### What you should do
Pick up the passage on magical realism in art below and keep writing it from its last sentence onward.

### Text to read
But in talking about the poetics of the real or the metaphors inherent in the acts of childrens construction or of teaching we are making sense of what children and teachers do but we are not really making much sense of why they do these things. What causes people to put themselves in settings in which things become strange? To address this question we turn to magical realism. Magical realism as a term describing a literary genre was appropriated from the world of art criticism.9 There it referred to that artistic form characterized by realistic depiction of the paradoxical and strange. The effect of such work is both unsettling and faintly shocking. Examples would be Salvador Dali's paintings of clocks, and Rene Magritte's depictions of the incongruously assembled living room. Such early work in the genre evolved into Marcel Duchamp's urinals, Bicycle Wheel, and other "ready made art," or recent "difficult art" such as the recent :Sensation" exhibit at the Brooklyn Museum of Art. In recognizing that we also recognize the connection to Wittgenstein's poetics of ideas for that is exactly what Duchamp's art is about. And although there seems little poetic in Chris Ofili's 'Holy Virgin Mary', it certainly achieves its purpose in making us uncomfortable.

### Given information
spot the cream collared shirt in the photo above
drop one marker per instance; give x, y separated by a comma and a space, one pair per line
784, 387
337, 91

### Answer for the task
Heather is working three slide projectors simultaneously, over the lens of one she has placed a red film, over the next green, over the third blue. She moves the red, green and blue lights so they lie on top of each other. The light that results is white. She shows us an image she has created from a photograph taken in Thailand. It is made by separating the colors from her picture, red, green, blue and creating separate negatives, first in red, then green, then blue light. Recombined, the colored images are transformed, cyan, magenta, yellow--the final image, emerges through a textured pool of light.
Heather shows us when she casts a shadow in red light with her hands the shadow we see is cyan, in green light, magenta. The students are amazed at her explanation of their origin, they cannot seem to understand (although they can recite the "rule)--why are the combinations not combinations, how can white light be colored light? The students go to the slide projectors, using their hands to create magical roosters, swans, leaping rabbits in a rainbow of colors. Their shadow theatre evokes the wayang kulit--the traditional puppet shadow theatre of Java and much of Sountheast Asia (Thai: nang talung ). Such performances of the shadow puppet plays are interpreted in religious or mystical fashion. In them the ancient animistic rituals of Southeast Asian religions are played out. As in the shadow theatre, the translucent screen becomes heaven, the floorearth, and the puppets are man the seeker.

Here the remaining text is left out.